| Provided data |
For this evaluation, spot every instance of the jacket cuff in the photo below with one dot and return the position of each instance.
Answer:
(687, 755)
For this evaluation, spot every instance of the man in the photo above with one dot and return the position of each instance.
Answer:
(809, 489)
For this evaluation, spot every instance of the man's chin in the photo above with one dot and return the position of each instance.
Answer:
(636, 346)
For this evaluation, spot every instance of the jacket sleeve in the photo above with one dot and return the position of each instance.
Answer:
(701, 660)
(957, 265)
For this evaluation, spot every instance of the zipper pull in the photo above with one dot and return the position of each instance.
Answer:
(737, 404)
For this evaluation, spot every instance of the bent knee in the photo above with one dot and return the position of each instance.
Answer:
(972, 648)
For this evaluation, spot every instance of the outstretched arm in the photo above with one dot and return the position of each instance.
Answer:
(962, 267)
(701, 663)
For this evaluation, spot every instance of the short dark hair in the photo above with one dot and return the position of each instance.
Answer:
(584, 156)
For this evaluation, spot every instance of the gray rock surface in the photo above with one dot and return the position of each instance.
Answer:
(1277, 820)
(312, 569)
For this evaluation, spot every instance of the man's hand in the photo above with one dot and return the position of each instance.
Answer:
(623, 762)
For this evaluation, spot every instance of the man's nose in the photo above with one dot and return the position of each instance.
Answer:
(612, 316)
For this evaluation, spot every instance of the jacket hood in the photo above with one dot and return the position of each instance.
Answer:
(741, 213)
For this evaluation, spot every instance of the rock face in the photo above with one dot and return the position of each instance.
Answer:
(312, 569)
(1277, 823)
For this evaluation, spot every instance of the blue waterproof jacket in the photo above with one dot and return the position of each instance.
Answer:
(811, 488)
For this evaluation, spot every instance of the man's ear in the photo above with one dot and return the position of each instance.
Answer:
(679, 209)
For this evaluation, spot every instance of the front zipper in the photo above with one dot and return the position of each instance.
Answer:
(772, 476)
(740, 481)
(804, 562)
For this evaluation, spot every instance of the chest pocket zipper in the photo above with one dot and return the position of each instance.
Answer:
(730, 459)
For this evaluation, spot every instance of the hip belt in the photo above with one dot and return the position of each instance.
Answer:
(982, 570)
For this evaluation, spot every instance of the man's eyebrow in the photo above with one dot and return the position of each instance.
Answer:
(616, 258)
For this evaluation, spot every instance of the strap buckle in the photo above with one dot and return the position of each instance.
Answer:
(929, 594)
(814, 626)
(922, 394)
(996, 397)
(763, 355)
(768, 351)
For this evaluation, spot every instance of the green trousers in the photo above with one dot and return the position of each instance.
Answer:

| Task objective |
Copy out every line of the records above word for word, with no changes.

| The answer |
For this evaluation, spot every instance of the jacket cuff in the photo below with one dot and return the position of each instance.
Answer:
(687, 755)
For this evaluation, spot every instance of the man in the photo above with one dot and return the position of each instance.
Answer:
(809, 489)
For this evaluation, spot every instance of the man's chin in the photo above with one dot and return the position of each instance.
Answer:
(636, 346)
For this evaluation, spot every instance of the jacket sleeve in the photo above with one dot and return the position of each instance.
Answer:
(701, 660)
(957, 265)
For this evaluation, spot every instance of the zipper pull in the photo above with one dot and return the position of each instance.
Answer:
(737, 404)
For this evaluation, spot every instance of the bent knee in the photo above with one dot and return the position of each instance.
Answer:
(972, 648)
For this evaluation, spot every instance of the outstretched arm in the photo above with one dot and return the position of each instance.
Answer:
(962, 267)
(701, 663)
For this evaluation, spot every instance of the short dark hair in the photo above with one dot and return the position of each instance.
Answer:
(584, 156)
For this evaluation, spot every instance of the gray rock surface in the photo above with one dot and return the position of each instance.
Answer:
(1277, 820)
(312, 569)
For this evaluation, spot every instance of the man's hand in the photo above with one dot and return the position of each instance.
Answer:
(623, 762)
For this evaluation, spot every instance of the man's nose in the photo above with one dot and return the position of each instance.
Answer:
(612, 316)
For this evaluation, spot every instance of the jacket hood in the photo above with one dot and return the position of each instance.
Answer:
(741, 213)
For this evaluation, spot every instance of the rock face in the photo above with one dot and return the position of each instance.
Answer:
(312, 569)
(1277, 823)
For this evaluation, spot every instance of the blue waterproof jacket in the photo above with one dot and return the position of each instance.
Answer:
(811, 488)
For this evaluation, spot every instance of the man's ear in the photo above with one dot and return the position of each instance.
Answer:
(679, 209)
For this evaluation, spot every instance of the front zipper in the photo above with one dot and return the position of each instance.
Answer:
(772, 476)
(740, 481)
(804, 562)
For this evaluation, spot every instance of the chest pocket zipper in the photo above with one dot and return the position of each instance.
Answer:
(730, 459)
For this evaluation, spot every instance of the hip belt in the photo above with one dot and return the position of each instance.
Answer:
(982, 570)
For this evaluation, spot every instance of the man's eyebrow in the photo above with one dot and return the position of each instance.
Answer:
(616, 258)
For this evaluation, spot every instance of the strap buckle in the photo above with one dot and return the position of each instance.
Answer:
(929, 594)
(814, 626)
(922, 394)
(996, 397)
(763, 355)
(768, 351)
For this evaluation, spot every instance of the green trousers in the photo above with one dot and return the position of each instance.
Answer:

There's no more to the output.